So where do girlfriends come into this? Because men don’t form the rocks, the pillars of my life anymore — how could they? The best of them are struggling to cope with being an overcoddled sex and also hold on to their sense of what is fair. The idols have melted. It has left a lot of space in my world to deal with life’s stuff on my own. I’ve been learning to make less of big deal of things, fewer snap decisions based on momentary emotion. So much space has opened up. And in this space, women have popped up.

There is of course, my wonderful Reema. Time, maturity and life were just right for her to happen as she did. We are both intelligent, independent women who don’t anymore need to prove ourselves with heavy conversation. We are also both pleasure-loving, light-hearted human beings who don’t have to live flashy lives of friovolity either. Reema and I talk about books, lipstick, the future of digital media, stupid people, the cities we’ve known, philosophy, family and life. We are different people, with different lives. And we have some similarities. I love the fact that this friendship allows us both to revel in the similarities (it’s always nice to have company) as well as explore our differences in a safe manner free of judgement.

__DATA SHOWN__.
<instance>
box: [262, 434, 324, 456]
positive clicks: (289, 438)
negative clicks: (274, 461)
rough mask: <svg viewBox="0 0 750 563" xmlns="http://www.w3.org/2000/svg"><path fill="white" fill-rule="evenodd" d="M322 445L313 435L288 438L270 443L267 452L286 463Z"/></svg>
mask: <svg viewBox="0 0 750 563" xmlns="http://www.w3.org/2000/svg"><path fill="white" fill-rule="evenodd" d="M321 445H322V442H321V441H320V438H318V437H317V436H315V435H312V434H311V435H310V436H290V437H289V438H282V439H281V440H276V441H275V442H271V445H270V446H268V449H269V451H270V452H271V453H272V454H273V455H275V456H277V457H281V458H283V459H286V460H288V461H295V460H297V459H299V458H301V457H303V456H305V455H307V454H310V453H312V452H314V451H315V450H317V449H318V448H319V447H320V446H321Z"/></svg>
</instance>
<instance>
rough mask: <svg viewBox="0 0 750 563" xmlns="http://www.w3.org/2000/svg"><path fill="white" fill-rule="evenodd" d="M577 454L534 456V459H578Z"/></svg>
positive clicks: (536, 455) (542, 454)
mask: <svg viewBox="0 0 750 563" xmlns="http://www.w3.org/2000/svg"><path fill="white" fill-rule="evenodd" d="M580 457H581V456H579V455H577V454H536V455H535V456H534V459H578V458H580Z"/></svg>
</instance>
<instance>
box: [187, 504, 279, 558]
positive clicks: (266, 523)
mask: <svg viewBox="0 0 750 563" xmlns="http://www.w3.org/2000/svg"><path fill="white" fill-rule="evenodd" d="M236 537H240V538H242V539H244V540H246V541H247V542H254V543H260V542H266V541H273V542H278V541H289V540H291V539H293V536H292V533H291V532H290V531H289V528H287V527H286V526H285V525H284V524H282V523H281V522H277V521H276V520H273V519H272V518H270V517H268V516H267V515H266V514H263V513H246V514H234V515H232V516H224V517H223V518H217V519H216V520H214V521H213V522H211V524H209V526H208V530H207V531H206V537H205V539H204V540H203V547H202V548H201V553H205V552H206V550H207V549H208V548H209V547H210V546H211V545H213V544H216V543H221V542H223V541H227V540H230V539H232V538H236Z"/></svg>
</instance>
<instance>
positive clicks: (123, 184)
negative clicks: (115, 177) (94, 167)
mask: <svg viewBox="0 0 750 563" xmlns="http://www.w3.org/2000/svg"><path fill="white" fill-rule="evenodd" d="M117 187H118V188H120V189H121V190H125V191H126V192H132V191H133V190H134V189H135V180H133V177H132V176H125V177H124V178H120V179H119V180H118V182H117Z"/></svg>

__WHAT TO PRODUCE__. Carry the essay on female friendship forward, beginning after its last sentence. The data above is separate material, unrelated to the essay on female friendship.

__TASK RESULT__.
A number of other women have appeared in my life this year too. They’ve come to this place in their lives through differnet journeys from mine. But like me, they are open to the experience of being with another human being who is respectful and fun, not just similar to them in some way.

It’s only now that I have it that I realise what my life has been missing all these years in not having enough female friendships. With men, there are agendas looming over every interaction. There is romantic/sexual interest in some cases. If that isn’t possible, then boundaries have to be constantly drawn and adhered to so that the rest of our lives are not destroyed. These boundaries don’t have to exist in relationships with women. I say don’t have to, because there are still a lot of women like J who value rules over experiences. But there are other women like me who are willing to risk saying or doing things that aren’t socially usual, in the hope of a bigger life.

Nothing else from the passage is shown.